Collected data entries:

--- START ---

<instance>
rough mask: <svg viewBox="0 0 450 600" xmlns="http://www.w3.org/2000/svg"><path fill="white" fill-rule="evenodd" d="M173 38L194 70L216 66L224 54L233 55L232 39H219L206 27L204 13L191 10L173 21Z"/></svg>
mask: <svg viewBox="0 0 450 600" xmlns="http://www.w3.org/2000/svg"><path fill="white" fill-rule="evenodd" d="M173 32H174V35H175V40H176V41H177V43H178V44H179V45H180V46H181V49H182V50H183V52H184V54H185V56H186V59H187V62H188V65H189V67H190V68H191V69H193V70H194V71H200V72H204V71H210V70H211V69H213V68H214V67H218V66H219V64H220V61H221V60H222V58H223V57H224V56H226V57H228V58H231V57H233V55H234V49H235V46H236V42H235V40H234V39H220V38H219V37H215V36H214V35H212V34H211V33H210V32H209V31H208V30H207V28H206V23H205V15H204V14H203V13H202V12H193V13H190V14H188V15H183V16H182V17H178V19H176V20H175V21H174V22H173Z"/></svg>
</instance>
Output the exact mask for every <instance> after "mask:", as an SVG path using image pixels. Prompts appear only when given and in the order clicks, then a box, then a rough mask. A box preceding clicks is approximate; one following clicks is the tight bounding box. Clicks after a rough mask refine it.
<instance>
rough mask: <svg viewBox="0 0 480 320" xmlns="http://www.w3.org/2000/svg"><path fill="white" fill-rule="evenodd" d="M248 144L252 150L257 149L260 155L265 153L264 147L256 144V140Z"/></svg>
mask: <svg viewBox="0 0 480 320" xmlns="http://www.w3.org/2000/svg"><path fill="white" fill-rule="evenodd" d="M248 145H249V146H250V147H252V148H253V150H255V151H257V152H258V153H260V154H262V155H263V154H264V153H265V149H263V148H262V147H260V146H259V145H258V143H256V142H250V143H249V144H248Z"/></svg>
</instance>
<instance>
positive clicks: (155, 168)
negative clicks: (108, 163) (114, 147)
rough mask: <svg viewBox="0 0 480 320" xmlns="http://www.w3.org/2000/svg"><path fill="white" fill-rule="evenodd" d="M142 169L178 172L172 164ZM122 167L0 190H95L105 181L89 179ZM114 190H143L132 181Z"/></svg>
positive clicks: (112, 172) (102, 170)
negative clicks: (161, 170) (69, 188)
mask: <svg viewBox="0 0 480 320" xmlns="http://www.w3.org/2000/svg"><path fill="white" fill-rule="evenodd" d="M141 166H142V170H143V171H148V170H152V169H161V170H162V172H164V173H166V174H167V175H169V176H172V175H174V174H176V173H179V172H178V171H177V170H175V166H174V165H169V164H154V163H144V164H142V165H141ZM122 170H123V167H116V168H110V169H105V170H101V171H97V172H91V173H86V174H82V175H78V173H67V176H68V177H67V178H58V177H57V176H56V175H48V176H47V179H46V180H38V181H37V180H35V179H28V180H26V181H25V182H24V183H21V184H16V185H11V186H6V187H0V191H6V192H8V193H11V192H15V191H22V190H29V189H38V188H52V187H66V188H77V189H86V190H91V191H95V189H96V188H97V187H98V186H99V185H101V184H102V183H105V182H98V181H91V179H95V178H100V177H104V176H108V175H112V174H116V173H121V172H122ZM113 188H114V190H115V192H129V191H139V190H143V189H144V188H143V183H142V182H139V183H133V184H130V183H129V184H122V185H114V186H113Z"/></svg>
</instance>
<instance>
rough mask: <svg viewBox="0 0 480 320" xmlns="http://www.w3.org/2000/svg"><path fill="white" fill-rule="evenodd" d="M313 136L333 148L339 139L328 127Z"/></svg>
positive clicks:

--- END ---

Work instruction: Lines with "positive": return each one from the data above.

Result for this task:
positive clicks: (155, 168)
positive clicks: (112, 172) (102, 170)
positive clicks:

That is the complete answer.